### GOAL OF THE EXERCISE
Without including pictures, set down every record exactly as it stands.

### DATA FOR THE TASK
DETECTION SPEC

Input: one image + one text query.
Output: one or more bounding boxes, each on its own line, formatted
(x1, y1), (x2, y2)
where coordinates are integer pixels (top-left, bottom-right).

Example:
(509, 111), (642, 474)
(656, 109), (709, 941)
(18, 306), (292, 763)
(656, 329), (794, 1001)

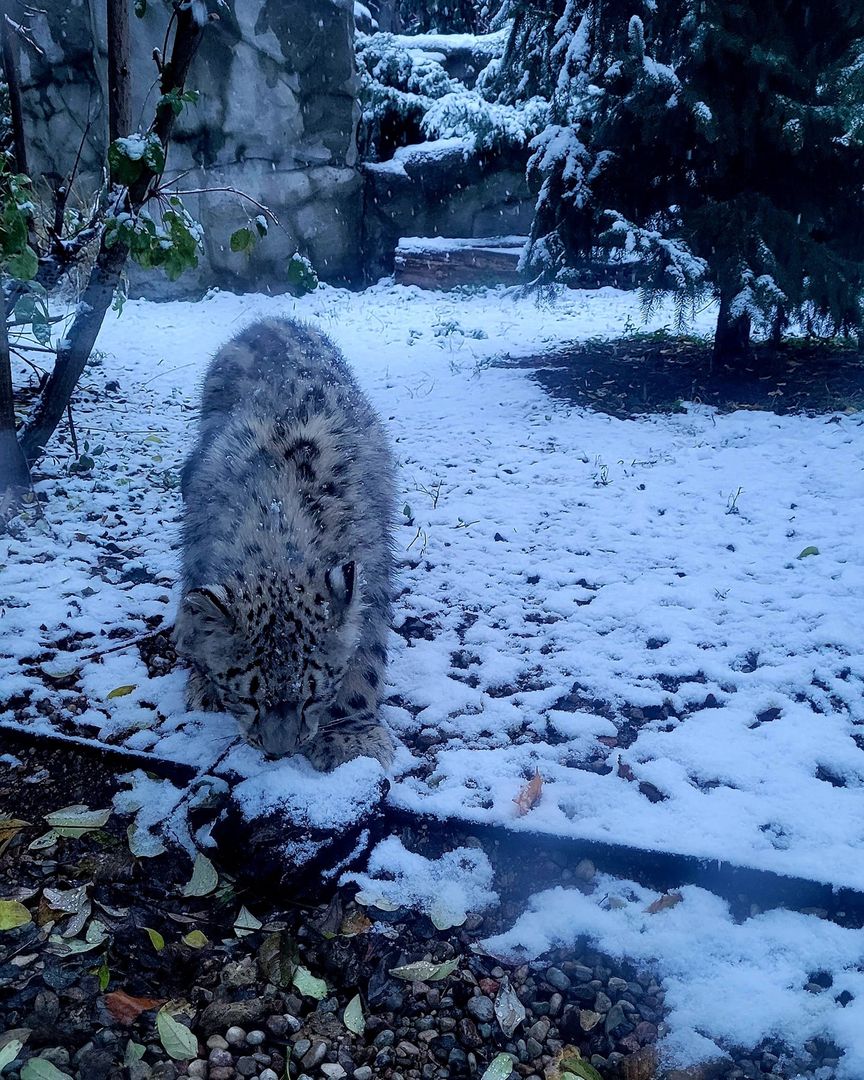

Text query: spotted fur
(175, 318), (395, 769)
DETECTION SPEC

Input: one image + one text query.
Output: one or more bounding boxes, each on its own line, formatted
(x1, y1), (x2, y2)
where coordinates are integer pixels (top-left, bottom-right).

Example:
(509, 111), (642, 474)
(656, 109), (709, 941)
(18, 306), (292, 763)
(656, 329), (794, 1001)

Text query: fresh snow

### WORKED SOLUTION
DETECTION SPEC

Input: one image + one text query.
Output: one or more bounding boxes, each on its own line, formatted
(x1, y1), (x2, y2)
where coordinates are integer pixels (top-left, bottom-right).

Example:
(509, 111), (642, 474)
(656, 109), (709, 941)
(18, 306), (292, 763)
(656, 329), (794, 1001)


Text query: spotted fur
(175, 318), (395, 769)
DETECTION SPEC

Input: one image + one text query.
Output: one or more bounding boxes, each on its own line, formatted
(x1, y1), (x2, y2)
where coordinates are integer pixels (top-left, bottom-right).

Example:
(509, 111), (642, 474)
(656, 109), (709, 941)
(18, 306), (292, 763)
(656, 329), (794, 1001)

Text query: fresh snow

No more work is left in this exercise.